DATA FOR THIS TASK
_ _ _ _

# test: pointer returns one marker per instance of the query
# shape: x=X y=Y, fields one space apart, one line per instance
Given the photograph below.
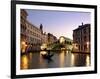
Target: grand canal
x=34 y=60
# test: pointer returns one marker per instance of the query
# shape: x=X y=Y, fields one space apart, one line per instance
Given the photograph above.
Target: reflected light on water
x=87 y=60
x=72 y=59
x=62 y=59
x=24 y=62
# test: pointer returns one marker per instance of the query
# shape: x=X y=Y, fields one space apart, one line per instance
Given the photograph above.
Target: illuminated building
x=81 y=38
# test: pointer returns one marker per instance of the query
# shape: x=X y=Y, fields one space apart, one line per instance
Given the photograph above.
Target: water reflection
x=87 y=60
x=34 y=60
x=62 y=59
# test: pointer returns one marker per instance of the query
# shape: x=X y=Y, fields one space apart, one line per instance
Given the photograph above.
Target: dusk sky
x=58 y=23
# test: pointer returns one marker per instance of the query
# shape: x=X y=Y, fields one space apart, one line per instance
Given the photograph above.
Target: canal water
x=61 y=59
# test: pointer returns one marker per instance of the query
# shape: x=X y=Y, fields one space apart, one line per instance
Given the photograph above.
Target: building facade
x=66 y=42
x=32 y=36
x=81 y=38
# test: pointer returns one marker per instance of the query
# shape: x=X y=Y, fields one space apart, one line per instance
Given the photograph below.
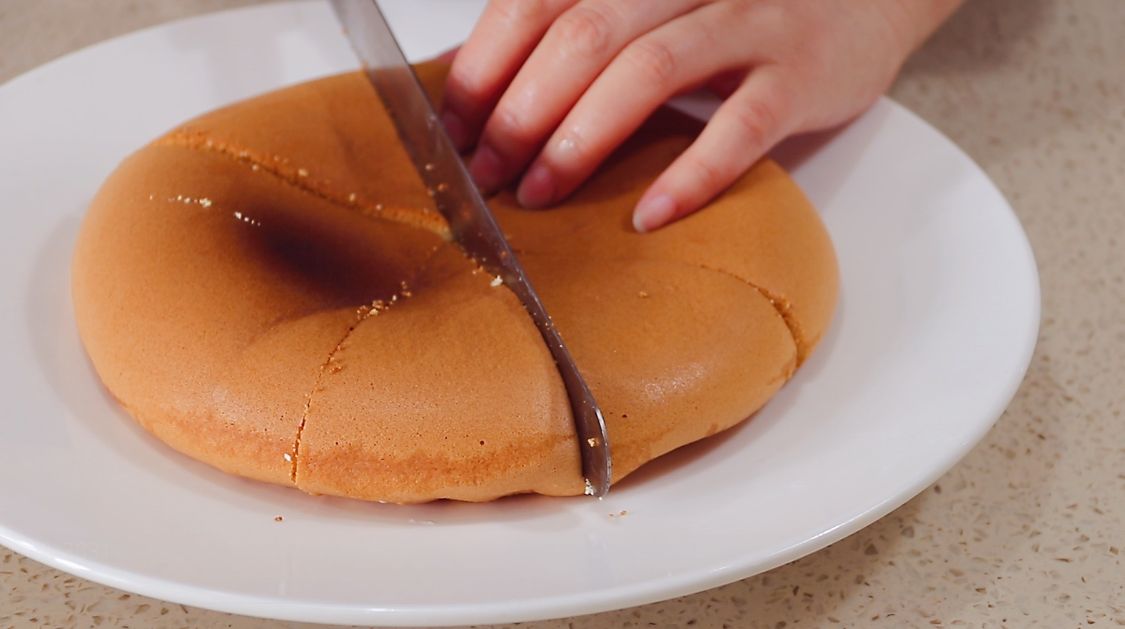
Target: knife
x=471 y=223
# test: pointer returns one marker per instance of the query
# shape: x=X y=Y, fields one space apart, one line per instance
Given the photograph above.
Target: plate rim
x=548 y=607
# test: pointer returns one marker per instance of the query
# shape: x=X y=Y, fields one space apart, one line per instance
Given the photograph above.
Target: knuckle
x=515 y=11
x=654 y=59
x=709 y=176
x=507 y=123
x=756 y=122
x=587 y=29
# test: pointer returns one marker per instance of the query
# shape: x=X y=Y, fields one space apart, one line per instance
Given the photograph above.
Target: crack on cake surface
x=330 y=366
x=280 y=169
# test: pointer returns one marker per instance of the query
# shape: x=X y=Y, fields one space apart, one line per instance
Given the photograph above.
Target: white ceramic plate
x=936 y=325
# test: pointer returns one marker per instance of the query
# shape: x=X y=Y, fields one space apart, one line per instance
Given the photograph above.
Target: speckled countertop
x=1029 y=528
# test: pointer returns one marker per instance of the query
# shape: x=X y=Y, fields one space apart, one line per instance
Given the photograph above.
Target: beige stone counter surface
x=1029 y=528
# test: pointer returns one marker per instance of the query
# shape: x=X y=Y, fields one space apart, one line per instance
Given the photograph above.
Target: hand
x=559 y=84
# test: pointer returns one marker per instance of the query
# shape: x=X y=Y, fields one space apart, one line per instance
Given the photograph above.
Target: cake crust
x=269 y=289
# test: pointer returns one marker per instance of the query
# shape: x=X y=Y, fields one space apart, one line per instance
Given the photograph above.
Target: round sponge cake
x=269 y=289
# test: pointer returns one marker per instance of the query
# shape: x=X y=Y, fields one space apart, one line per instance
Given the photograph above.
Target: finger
x=639 y=80
x=500 y=43
x=575 y=50
x=749 y=123
x=449 y=55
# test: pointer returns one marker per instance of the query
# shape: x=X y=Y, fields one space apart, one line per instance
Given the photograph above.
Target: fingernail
x=653 y=212
x=537 y=189
x=486 y=168
x=455 y=126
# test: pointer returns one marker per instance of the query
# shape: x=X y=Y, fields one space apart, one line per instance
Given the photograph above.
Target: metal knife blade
x=470 y=221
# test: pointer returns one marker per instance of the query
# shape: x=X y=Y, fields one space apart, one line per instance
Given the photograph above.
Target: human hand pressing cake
x=268 y=288
x=548 y=89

_ _ _ _

WHAT THIS TASK INVOLVES
From the material above, pull out every line that contains the word "water". Case counts.

COMPLETED EXERCISE
Target: reflected light on water
Target: water reflection
Target: canal water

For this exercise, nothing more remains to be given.